Source data:
== == ==
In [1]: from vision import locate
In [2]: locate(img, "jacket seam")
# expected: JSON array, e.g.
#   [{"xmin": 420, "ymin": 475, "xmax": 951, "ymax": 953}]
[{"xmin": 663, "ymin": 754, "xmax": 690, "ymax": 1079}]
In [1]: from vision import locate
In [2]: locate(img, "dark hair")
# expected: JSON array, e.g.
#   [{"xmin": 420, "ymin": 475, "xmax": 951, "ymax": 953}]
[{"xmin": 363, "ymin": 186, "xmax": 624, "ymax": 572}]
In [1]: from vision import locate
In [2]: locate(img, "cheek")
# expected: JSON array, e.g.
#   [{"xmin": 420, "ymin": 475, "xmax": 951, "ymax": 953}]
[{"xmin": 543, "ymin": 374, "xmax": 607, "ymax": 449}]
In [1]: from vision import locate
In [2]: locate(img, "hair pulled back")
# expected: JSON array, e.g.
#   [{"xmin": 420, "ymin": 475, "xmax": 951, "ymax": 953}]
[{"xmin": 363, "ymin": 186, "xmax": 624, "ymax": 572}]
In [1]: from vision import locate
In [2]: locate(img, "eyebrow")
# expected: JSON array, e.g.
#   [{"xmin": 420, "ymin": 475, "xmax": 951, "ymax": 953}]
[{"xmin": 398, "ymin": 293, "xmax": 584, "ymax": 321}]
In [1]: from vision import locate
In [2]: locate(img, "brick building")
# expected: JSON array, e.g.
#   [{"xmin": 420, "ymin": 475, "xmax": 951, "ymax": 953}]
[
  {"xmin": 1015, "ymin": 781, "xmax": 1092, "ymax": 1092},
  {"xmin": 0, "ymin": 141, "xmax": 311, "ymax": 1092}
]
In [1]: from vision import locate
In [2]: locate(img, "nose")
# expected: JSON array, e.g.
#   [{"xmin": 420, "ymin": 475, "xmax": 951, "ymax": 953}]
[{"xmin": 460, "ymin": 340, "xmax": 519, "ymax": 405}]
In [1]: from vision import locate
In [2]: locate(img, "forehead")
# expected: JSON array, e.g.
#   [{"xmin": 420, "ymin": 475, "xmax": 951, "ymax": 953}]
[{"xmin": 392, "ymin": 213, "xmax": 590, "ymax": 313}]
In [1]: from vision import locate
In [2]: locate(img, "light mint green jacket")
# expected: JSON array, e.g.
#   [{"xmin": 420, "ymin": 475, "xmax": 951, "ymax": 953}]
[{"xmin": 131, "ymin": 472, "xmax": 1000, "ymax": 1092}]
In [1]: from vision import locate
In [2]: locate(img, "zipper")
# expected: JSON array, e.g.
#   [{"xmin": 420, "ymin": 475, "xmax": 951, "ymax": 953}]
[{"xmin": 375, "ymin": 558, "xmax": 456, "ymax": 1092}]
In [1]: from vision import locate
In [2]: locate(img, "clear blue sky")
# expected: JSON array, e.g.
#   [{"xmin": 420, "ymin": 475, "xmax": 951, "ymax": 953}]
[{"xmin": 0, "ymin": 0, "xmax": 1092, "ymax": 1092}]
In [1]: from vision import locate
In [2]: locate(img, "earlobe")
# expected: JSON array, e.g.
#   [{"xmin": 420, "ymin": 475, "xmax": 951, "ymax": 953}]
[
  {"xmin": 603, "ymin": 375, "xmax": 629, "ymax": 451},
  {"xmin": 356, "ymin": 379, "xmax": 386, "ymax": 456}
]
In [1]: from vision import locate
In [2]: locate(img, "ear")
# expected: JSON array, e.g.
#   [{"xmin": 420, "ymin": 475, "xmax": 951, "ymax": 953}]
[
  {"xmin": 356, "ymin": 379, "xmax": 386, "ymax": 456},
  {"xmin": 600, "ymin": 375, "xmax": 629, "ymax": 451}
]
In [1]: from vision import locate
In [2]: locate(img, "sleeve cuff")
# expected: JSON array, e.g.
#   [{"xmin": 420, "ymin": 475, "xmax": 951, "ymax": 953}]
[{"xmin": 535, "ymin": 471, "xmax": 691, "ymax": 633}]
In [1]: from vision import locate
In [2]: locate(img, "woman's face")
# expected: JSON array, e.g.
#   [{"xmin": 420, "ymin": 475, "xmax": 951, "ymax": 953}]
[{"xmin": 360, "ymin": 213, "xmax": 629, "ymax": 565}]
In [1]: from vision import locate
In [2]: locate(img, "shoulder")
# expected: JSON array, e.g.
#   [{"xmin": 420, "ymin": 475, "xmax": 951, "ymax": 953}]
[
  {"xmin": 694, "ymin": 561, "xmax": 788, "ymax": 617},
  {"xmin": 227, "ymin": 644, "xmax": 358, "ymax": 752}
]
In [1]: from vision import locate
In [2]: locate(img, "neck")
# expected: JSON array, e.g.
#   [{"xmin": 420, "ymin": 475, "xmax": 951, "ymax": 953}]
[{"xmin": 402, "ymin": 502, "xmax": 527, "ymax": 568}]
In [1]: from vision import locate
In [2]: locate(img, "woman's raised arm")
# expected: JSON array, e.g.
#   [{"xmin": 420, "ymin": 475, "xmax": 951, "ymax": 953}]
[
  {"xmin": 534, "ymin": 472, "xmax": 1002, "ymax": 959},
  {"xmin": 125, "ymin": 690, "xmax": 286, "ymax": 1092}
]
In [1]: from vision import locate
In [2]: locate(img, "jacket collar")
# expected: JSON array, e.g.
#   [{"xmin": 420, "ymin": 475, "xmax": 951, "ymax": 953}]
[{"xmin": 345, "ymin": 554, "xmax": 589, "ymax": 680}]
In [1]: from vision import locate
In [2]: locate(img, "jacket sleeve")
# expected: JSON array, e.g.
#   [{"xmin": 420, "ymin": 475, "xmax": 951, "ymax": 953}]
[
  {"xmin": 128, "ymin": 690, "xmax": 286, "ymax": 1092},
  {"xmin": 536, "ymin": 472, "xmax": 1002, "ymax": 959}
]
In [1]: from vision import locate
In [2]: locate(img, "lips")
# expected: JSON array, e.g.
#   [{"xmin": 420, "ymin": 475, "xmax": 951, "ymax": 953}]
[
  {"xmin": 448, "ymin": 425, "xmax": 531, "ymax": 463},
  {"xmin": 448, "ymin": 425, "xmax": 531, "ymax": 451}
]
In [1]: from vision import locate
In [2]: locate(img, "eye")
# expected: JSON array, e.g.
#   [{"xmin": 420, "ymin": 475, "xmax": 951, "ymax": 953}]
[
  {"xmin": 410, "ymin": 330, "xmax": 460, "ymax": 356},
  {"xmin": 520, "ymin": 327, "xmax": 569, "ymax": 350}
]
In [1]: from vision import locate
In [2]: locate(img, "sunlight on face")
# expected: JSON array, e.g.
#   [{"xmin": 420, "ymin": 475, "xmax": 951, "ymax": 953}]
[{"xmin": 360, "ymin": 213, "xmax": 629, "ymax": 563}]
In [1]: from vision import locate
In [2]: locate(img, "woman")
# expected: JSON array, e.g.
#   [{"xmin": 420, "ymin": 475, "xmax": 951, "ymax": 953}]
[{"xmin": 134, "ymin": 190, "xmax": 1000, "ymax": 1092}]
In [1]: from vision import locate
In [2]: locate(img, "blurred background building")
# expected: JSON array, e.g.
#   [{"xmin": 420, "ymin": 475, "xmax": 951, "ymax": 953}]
== == ==
**Written task**
Count the lines in the records above that contain the string "woman", and reply with that number alone.

**Exercise solution**
3